▶ _Exercise tasks_
#1 Translate this sentence from the forum thread on the LSVW and MLVW into French: "The MLs seem fairly indestructible, on the other hand."
#2 In the forum thread on the LSVW and MLVW, which vehicles does SpinDoc say the Reserves are getting?
#3 Continue the forum thread on the LSVW and MLVW from its last post.

▶ _Extract_
:::::

# LSVW/MLVW



## SNoseworthy (23 Mar 2003)

Hi

I was just wondering if someone could clarify whether or not the LSVW or the MLVW is the vehicle that has the spontaneous engine fires and steering column problems. I just need confirmation since I‘ve heard LSVW for it, as well as MLVW.

Thanks


----------



## RoyalHighlander (23 Mar 2003)

When I was in we never encounterd any problems with the Medium Logistcal Vehicle Wheeled (LOL) Most prob was they wopuldnt start during the winter if you didnt take care of them... (diesel Engines)


----------



## RoyalHighlander (23 Mar 2003)

CASR 
 http://www.dnd.ca/site/newsroom/view_news_e.asp?id=41


----------



## Marti (23 Mar 2003)

i know my unit recently had an incident with an engine fire in one of our LSVWs.


----------



## Michael Dorosh (24 Mar 2003)

The LS has a lot of problems; we‘ve had transmission issues as well as vapor lock issues.  Good news is they are being replaced.  

They had their good points but I don‘t think they were really made to stand the pounding of a military field truck.

The MLs seem fairly indestructible, on the other hand.


----------



## Jungle (24 Mar 2003)

The LSVW being replaced ??? I knew about the Iltis, but not the LS... Michael, now tell us where you got this info from... WHERE!!! COME ON!!! TELL US!!! oups... getting carried away here... just trying some Iraqi interrogation techniques... minus the physical violence of course. Have to remain politically correct...


----------



## Michael Dorosh (24 Mar 2003)

I may be in error, but I thought the Silverado was replacing the Iltis and the LS was being replaced by.....doh....brain freeze....

Gelandewagens?


----------



## SpinDoc (24 Mar 2003)

Er, I don‘t think that‘s what‘s happening Michael.

The way I understand it is that the Reserves are getting the Silverados and the Regs (and some Reserve units -- armoured recce maybe) are getting the G-wagons.


----------



## Michael Dorosh (24 Mar 2003)

Could be; I know we discussed it here before but was too lazy to do a search, and basically, all we had to go on was the article in MAPLE LEAF.

So we are saying the Iltis (only) is being replaced, by one type of truck for the regs an another for the reserves?

:::::

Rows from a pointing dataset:
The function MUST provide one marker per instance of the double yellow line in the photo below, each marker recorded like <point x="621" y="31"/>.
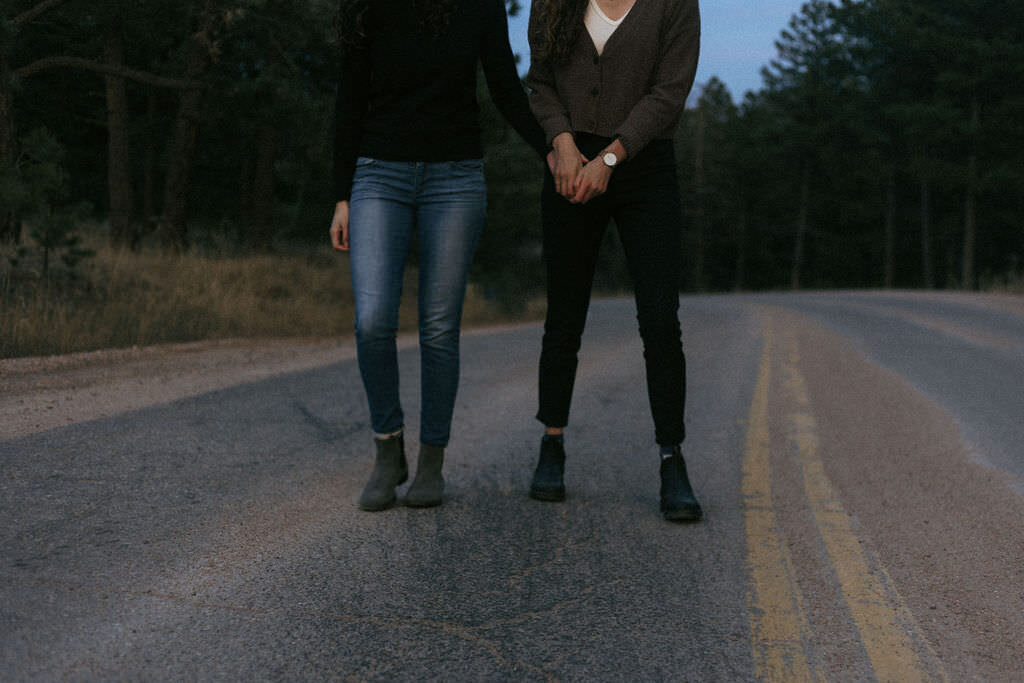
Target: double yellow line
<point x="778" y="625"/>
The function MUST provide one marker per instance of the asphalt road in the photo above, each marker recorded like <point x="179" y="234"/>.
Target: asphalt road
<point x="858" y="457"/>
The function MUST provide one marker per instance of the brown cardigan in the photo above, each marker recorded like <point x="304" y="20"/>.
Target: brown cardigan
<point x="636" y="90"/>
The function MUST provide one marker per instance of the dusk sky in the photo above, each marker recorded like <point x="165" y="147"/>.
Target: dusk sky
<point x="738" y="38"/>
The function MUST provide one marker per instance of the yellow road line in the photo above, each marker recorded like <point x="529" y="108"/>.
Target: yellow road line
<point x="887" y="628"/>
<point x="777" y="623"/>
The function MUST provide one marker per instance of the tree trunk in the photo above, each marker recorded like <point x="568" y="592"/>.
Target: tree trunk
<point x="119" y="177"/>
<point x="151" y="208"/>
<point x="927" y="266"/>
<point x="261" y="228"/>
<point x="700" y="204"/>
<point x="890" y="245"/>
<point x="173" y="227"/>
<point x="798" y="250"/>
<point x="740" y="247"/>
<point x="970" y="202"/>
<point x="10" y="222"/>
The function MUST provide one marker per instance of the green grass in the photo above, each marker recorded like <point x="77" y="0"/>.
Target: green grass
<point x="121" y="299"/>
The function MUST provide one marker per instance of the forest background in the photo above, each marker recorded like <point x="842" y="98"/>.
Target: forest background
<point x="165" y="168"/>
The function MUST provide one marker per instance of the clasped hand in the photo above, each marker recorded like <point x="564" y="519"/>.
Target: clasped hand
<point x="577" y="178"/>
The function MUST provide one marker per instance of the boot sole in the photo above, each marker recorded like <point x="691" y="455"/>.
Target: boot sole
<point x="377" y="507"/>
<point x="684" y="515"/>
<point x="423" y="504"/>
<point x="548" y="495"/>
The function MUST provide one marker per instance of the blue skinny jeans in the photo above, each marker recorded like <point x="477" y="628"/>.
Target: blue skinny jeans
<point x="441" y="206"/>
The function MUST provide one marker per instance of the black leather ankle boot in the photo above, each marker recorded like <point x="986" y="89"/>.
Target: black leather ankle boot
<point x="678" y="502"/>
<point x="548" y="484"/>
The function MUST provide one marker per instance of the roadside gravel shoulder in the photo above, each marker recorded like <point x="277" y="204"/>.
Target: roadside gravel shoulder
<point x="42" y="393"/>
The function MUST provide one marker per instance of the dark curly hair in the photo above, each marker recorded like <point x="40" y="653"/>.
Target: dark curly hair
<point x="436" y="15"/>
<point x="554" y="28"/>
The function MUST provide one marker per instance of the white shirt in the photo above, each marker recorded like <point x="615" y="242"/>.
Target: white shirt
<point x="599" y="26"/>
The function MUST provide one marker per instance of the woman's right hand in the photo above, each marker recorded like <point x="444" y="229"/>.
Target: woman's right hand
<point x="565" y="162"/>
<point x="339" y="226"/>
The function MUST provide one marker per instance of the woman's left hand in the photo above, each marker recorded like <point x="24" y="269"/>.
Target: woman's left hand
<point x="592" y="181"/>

:::::

▶ _In response_
#1 Les ML semblent plutôt indestructibles, en revanche.

#2 The Silverados.

#3
----------



## SNoseworthy (25 Mar 2003)

"So we are saying the Iltis (only) is being replaced, by one type of truck for the regs an another for the reserves? "

From what I understand, that‘s what is happening. The LSVWs only came into service between 1993 and 1997...I doubt if we‘ll see the government make a move to replace them for several more years. If DND had a better budget, they might be able to replace them in the nearer future, but it doesn‘t, and it‘s not a priority right now as far as I know.


----------



## Brad Sallows (26 Mar 2003)

Reg F field units and Res F armoured recce get the SMP LUVW (G-wagen).  Everyone else - reserve units, base transport sections, etc - get the COTS LUVW (Silverado).  The overall replacement is less than 1:1.


----------



## Michael Dorosh (27 Mar 2003)

So much for my attention to detail, eh?

Thanks for the information gentlemen, I humbly and gratefully stand corrected!

Looking forward to the Silverado.


----------



## Jarnhamar (27 Mar 2003)

So the silveradoeveryone is talking about is green and "armyish"?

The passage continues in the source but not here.